* [Goal] Convert the data below into a JSON list of strings, one string per line, leaving out any blank lines.

* [Input]
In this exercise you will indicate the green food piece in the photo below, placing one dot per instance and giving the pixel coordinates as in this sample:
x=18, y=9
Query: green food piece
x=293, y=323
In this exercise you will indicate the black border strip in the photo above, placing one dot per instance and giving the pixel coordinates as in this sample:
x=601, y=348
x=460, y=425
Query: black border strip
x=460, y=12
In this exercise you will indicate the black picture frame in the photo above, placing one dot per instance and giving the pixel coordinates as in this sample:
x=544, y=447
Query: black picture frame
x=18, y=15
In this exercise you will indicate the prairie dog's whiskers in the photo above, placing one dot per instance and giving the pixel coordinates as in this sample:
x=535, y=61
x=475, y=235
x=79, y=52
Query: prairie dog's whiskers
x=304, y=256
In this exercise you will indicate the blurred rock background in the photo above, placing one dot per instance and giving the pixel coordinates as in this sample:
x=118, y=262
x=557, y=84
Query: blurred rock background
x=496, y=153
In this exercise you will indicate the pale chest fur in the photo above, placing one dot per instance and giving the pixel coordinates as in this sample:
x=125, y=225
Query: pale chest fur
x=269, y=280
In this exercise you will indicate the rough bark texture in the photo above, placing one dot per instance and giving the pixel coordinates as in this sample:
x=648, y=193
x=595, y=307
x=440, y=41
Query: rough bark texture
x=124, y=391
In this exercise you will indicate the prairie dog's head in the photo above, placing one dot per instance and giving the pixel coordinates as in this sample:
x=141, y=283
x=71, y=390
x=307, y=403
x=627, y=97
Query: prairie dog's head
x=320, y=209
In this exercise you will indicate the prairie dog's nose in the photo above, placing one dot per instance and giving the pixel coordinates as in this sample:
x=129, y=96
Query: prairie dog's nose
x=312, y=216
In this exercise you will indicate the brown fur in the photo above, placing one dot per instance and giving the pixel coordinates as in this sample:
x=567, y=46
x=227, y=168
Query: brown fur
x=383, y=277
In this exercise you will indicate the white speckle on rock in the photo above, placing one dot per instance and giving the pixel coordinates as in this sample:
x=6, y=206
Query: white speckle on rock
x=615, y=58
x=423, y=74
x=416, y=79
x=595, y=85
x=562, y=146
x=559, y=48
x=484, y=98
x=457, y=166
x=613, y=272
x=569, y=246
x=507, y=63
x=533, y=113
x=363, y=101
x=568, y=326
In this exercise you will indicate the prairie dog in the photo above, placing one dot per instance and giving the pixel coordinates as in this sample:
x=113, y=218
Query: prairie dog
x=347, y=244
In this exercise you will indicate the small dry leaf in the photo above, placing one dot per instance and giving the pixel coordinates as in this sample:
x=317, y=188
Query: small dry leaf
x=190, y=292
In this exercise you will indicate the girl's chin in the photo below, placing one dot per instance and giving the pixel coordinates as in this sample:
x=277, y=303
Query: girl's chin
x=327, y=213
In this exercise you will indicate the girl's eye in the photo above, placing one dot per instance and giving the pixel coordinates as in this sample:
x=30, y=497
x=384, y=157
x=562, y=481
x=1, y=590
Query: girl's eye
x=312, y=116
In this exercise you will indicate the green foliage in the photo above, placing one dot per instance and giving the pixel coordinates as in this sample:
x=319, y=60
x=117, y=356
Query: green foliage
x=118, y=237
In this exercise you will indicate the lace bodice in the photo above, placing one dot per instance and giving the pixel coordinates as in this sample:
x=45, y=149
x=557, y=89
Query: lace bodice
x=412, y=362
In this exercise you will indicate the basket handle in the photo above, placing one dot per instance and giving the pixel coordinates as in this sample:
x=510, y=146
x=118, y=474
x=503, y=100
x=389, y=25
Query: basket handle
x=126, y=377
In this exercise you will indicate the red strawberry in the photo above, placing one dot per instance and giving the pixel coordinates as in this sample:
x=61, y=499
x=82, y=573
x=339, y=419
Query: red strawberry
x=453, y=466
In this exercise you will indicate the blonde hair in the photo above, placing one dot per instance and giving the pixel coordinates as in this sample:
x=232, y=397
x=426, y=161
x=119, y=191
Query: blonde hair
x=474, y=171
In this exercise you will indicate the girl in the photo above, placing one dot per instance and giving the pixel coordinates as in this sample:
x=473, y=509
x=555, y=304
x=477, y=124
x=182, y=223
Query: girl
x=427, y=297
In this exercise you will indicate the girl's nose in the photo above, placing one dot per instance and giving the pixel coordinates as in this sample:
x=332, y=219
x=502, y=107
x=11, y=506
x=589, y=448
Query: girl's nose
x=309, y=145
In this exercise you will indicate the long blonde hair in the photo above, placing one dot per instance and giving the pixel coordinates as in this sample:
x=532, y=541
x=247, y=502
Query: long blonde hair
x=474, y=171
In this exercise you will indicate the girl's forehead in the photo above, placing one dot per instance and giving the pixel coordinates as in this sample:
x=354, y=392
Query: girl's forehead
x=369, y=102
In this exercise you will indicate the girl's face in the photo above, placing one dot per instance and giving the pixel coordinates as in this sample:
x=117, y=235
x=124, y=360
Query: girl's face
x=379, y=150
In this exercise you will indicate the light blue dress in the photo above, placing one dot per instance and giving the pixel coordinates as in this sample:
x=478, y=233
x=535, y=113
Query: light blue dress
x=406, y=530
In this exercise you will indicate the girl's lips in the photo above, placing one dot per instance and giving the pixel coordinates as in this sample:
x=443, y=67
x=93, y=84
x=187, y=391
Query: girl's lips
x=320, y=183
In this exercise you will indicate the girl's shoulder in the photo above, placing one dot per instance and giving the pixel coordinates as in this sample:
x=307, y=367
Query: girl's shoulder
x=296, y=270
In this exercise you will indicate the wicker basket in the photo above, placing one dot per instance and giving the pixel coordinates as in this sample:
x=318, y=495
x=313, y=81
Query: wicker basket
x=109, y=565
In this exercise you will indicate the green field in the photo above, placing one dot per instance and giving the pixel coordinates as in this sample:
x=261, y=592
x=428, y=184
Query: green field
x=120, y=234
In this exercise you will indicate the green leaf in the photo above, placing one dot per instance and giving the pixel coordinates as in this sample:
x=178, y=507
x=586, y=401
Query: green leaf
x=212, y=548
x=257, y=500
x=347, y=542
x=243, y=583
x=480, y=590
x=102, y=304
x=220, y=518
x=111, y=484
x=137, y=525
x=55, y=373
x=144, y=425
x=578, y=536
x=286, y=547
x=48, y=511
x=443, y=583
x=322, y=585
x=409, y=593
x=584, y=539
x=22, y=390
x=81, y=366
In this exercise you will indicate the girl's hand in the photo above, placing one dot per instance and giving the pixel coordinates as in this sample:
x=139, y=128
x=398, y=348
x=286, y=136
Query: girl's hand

* [Answer to the task]
[
  "In this exercise you will indicate the green food piece in the photo below, placing one dot per instance and giving the pixel coordinates as in this sample:",
  "x=18, y=9",
  "Query: green food piece",
  "x=293, y=323",
  "In this exercise you will indicate the black border strip in the photo above, placing one dot per instance and giving the pixel coordinates as in this sample:",
  "x=601, y=348",
  "x=460, y=425",
  "Query: black border strip",
  "x=460, y=12",
  "In this exercise you will indicate the black picture frame in the photo above, placing one dot per instance and giving the pixel coordinates as in this sample:",
  "x=544, y=447",
  "Query: black picture frame",
  "x=18, y=15",
  "In this exercise you will indicate the prairie dog's whiskers in the photo above, placing one dot per instance and giving the pixel coordinates as in this sample:",
  "x=535, y=61",
  "x=475, y=235",
  "x=79, y=52",
  "Query: prairie dog's whiskers",
  "x=304, y=256",
  "In this exercise you will indicate the blurred rock background in the photo above, placing one dot per instance and giving the pixel coordinates as in this sample:",
  "x=118, y=262",
  "x=557, y=84",
  "Query: blurred rock background",
  "x=496, y=153",
  "In this exercise you will indicate the pale chest fur in the photo above, placing one dot per instance and giving the pixel coordinates as in this sample:",
  "x=125, y=225",
  "Query: pale chest fur",
  "x=269, y=280",
  "In this exercise you will indicate the rough bark texture in the photo above, placing one dot per instance and giving the pixel coordinates as in this sample:",
  "x=648, y=193",
  "x=595, y=307",
  "x=440, y=41",
  "Query: rough bark texture",
  "x=124, y=391",
  "In this exercise you will indicate the prairie dog's head in the photo above, placing one dot per instance and giving the pixel coordinates as in this sample:",
  "x=141, y=283",
  "x=71, y=390",
  "x=307, y=403",
  "x=627, y=97",
  "Query: prairie dog's head",
  "x=320, y=209",
  "In this exercise you will indicate the prairie dog's nose in the photo above, placing one dot per instance and giving the pixel coordinates as in this sample:",
  "x=129, y=96",
  "Query: prairie dog's nose",
  "x=312, y=216",
  "In this exercise you will indicate the brown fur in the photo above, placing one dot per instance and giving the pixel coordinates as in this sample:",
  "x=567, y=46",
  "x=227, y=168",
  "Query: brown fur",
  "x=383, y=277",
  "In this exercise you will indicate the white speckle on rock in the photo above, placing one dot per instance and giving the pixel coordinates as in this sample:",
  "x=6, y=206",
  "Query: white speckle on rock",
  "x=615, y=58",
  "x=423, y=74",
  "x=416, y=79",
  "x=595, y=85",
  "x=562, y=146",
  "x=559, y=48",
  "x=484, y=98",
  "x=457, y=166",
  "x=613, y=272",
  "x=569, y=246",
  "x=507, y=63",
  "x=533, y=113",
  "x=363, y=101",
  "x=568, y=326",
  "In this exercise you will indicate the prairie dog in the photo above, placing one dot per instance and giving the pixel coordinates as in this sample:",
  "x=113, y=218",
  "Query: prairie dog",
  "x=347, y=244",
  "In this exercise you will indicate the small dry leaf in the photo above, placing one dot per instance and giving the pixel coordinates as in this sample:",
  "x=317, y=188",
  "Query: small dry leaf",
  "x=190, y=292",
  "In this exercise you will indicate the girl's chin in the photo below, placing one dot per instance and giving the pixel coordinates as in this sample:",
  "x=277, y=303",
  "Query: girl's chin",
  "x=327, y=213",
  "In this exercise you will indicate the girl's eye in the photo above, placing one dot per instance and giving the pixel coordinates as in this sample:",
  "x=30, y=497",
  "x=384, y=157",
  "x=562, y=481",
  "x=1, y=590",
  "Query: girl's eye",
  "x=312, y=116",
  "In this exercise you will indicate the green foliage in the photo above, placing one dot per instance and giving the pixel coordinates as in this sample:",
  "x=319, y=60",
  "x=117, y=356",
  "Query: green foliage",
  "x=118, y=237",
  "In this exercise you will indicate the lace bodice in the photo above, placing one dot per instance and giving the pixel coordinates as in this sample:",
  "x=45, y=149",
  "x=557, y=89",
  "Query: lace bodice",
  "x=412, y=362",
  "In this exercise you will indicate the basket handle in the photo above, placing one dot per instance and giving the pixel coordinates as in this sample:",
  "x=510, y=146",
  "x=118, y=474",
  "x=503, y=100",
  "x=389, y=25",
  "Query: basket handle",
  "x=126, y=377",
  "In this exercise you will indicate the red strawberry in the photo above, placing one dot per instance and giving the pixel coordinates as in this sample:",
  "x=61, y=499",
  "x=82, y=573",
  "x=339, y=419",
  "Query: red strawberry",
  "x=453, y=466",
  "In this exercise you will indicate the blonde hair in the photo above, placing one dot per instance and giving the pixel coordinates as in this sample:",
  "x=232, y=397",
  "x=426, y=161",
  "x=119, y=191",
  "Query: blonde hair",
  "x=474, y=171",
  "In this exercise you will indicate the girl in the photo above, placing one dot per instance and giving the pixel coordinates as in this sample:",
  "x=473, y=509",
  "x=555, y=304",
  "x=477, y=124",
  "x=182, y=223",
  "Query: girl",
  "x=427, y=297",
  "In this exercise you will indicate the girl's nose in the photo above, placing one dot per instance and giving the pixel coordinates as in this sample:",
  "x=332, y=219",
  "x=502, y=107",
  "x=11, y=506",
  "x=589, y=448",
  "Query: girl's nose",
  "x=309, y=145",
  "In this exercise you will indicate the long blonde hair in the photo above, placing one dot per instance and giving the pixel coordinates as in this sample:",
  "x=532, y=541",
  "x=247, y=502",
  "Query: long blonde hair",
  "x=474, y=171",
  "In this exercise you will indicate the girl's forehead in the photo above, placing one dot per instance and giving the pixel coordinates as in this sample:",
  "x=354, y=392",
  "Query: girl's forehead",
  "x=369, y=102",
  "In this exercise you will indicate the girl's face in the photo above, placing one dot per instance and giving the pixel coordinates as in this sample:",
  "x=117, y=235",
  "x=124, y=360",
  "Query: girl's face",
  "x=379, y=150",
  "In this exercise you will indicate the light blue dress in the photo above, placing one dot per instance and giving the pixel coordinates as in this sample:",
  "x=478, y=233",
  "x=535, y=113",
  "Query: light blue dress",
  "x=406, y=530",
  "In this exercise you will indicate the girl's lips in the photo above, placing one dot per instance and giving the pixel coordinates as in this sample:",
  "x=443, y=67",
  "x=93, y=84",
  "x=187, y=391",
  "Query: girl's lips",
  "x=320, y=183",
  "In this exercise you will indicate the girl's shoulder in the photo above, placing one dot per instance and giving the pixel coordinates as in this sample:",
  "x=307, y=367",
  "Query: girl's shoulder",
  "x=296, y=270",
  "In this exercise you will indicate the wicker basket in the photo above, placing one dot per instance and giving the pixel coordinates as in this sample:",
  "x=318, y=495",
  "x=313, y=81",
  "Query: wicker basket",
  "x=109, y=565",
  "In this exercise you will indicate the green field in the photo above, placing one dot per instance and giving the pixel coordinates as in this sample:",
  "x=261, y=592",
  "x=428, y=184",
  "Query: green field",
  "x=120, y=234",
  "In this exercise you will indicate the green leaf in the photo above, placing one dot per instance and giving the pixel coordinates as in this sample:",
  "x=178, y=507",
  "x=586, y=401",
  "Query: green leaf",
  "x=212, y=548",
  "x=257, y=500",
  "x=347, y=542",
  "x=243, y=583",
  "x=480, y=590",
  "x=102, y=304",
  "x=220, y=518",
  "x=111, y=484",
  "x=137, y=525",
  "x=55, y=373",
  "x=144, y=425",
  "x=578, y=536",
  "x=286, y=547",
  "x=48, y=511",
  "x=443, y=583",
  "x=322, y=585",
  "x=409, y=593",
  "x=584, y=539",
  "x=22, y=390",
  "x=81, y=366",
  "In this exercise you will indicate the girl's hand in the photo above, placing one dot per instance and giving the pixel coordinates as in this sample:",
  "x=139, y=128",
  "x=398, y=348",
  "x=286, y=136",
  "Query: girl's hand"
]